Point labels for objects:
------------------------------------
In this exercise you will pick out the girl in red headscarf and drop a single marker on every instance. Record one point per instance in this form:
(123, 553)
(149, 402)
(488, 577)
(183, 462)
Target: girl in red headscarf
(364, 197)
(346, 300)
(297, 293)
------------------------------------
### TASK REQUIREMENTS:
Please pull every line out of the material above and reproduce each one unchanged.

### THE OUTPUT:
In this exercise you will pick out the girl in red headscarf and drop a single marker on every instance. Record one point per instance in this form:
(123, 553)
(149, 402)
(488, 577)
(183, 462)
Target: girl in red headscarf
(364, 197)
(346, 300)
(297, 293)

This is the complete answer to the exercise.